***** Material provided *****
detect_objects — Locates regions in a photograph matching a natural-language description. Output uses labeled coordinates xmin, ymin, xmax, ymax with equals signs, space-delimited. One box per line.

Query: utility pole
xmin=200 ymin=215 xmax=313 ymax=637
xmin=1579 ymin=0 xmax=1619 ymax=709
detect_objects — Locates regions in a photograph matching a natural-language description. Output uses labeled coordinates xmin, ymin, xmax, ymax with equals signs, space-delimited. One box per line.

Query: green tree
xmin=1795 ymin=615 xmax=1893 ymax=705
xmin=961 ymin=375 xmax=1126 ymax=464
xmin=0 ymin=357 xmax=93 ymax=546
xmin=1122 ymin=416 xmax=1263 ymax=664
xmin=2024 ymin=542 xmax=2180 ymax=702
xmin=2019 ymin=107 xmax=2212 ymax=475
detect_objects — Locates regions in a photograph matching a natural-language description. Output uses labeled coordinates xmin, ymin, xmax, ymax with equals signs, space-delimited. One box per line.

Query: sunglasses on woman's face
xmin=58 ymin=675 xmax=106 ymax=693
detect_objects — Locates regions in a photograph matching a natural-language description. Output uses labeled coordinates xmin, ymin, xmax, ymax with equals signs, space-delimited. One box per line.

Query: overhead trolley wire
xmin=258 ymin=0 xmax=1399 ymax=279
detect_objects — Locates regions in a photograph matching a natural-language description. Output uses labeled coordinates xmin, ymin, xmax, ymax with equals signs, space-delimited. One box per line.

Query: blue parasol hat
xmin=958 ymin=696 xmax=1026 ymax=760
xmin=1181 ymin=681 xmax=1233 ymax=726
*****
**What the task requires:** Your task is to copy all of the entries exactly.

**Exercise response:**
detect_objects — Locates regions in a photograph matching a natural-language description. Output uses labeled coordinates xmin, ymin, xmax, ymax with equals signs, space-delimited. One box per line.

Query: utility pole
xmin=200 ymin=215 xmax=313 ymax=637
xmin=1579 ymin=0 xmax=1619 ymax=709
detect_objects — Locates regions in a photograph matching a natural-language description. Output uses labeled coordinates xmin, ymin, xmax, ymax with equals signs, space-delimited. One box per line.

Query: green tree
xmin=1795 ymin=615 xmax=1893 ymax=705
xmin=961 ymin=375 xmax=1126 ymax=464
xmin=0 ymin=357 xmax=93 ymax=546
xmin=1122 ymin=416 xmax=1263 ymax=664
xmin=2024 ymin=542 xmax=2180 ymax=702
xmin=2019 ymin=107 xmax=2212 ymax=475
detect_objects — Locates regions in a photograph matching a natural-language description. Output uses labeled coordinates xmin, ymin, xmax, ymax with equals signs, space-delimited. One box per line.

Query: sunglasses on woman's face
xmin=58 ymin=675 xmax=106 ymax=693
detect_objects — Locates regions in a photograph matching a natural-language description. Output uses labeled coordinates xmin, ymin, xmax, ymax with equals signs, space-delimited. One box per line.

Query: overhead trolley wire
xmin=258 ymin=0 xmax=1399 ymax=279
detect_objects — Locates regions in a photograph matching a natural-language description. Output uses labeled coordinates xmin, ymin, xmax, ymax with equals signs, space-delimited. One box per line.

Query: blue parasol hat
xmin=958 ymin=696 xmax=1026 ymax=760
xmin=1181 ymin=681 xmax=1233 ymax=726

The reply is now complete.